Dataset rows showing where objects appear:
#####
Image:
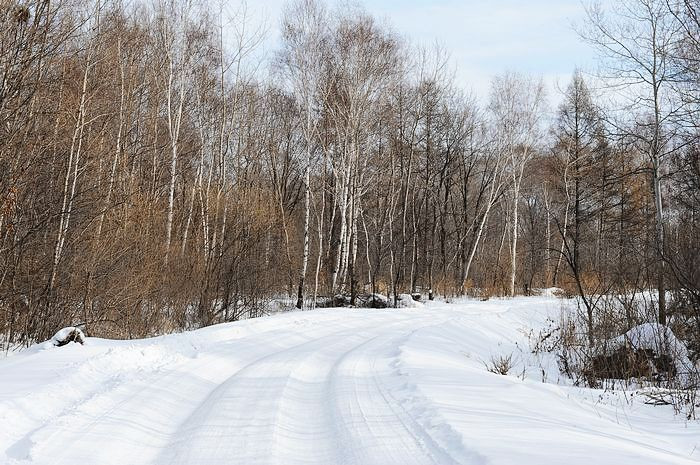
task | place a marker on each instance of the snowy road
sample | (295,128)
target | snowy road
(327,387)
#####
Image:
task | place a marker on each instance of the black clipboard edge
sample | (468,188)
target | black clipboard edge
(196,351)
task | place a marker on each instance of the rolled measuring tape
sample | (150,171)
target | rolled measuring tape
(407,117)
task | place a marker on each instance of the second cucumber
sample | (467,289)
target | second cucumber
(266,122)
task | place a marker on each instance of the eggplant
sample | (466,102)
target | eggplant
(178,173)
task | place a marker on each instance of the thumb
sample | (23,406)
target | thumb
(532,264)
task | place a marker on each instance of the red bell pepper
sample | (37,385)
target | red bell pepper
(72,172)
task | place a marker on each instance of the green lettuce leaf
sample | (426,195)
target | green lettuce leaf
#####
• _DIRECTIVE_
Pick out each line in the entries above that contains the word "bell", and copy those lines.

• _RESPONSE_
task | place a marker on each instance of the red bell pepper
target | red bell pepper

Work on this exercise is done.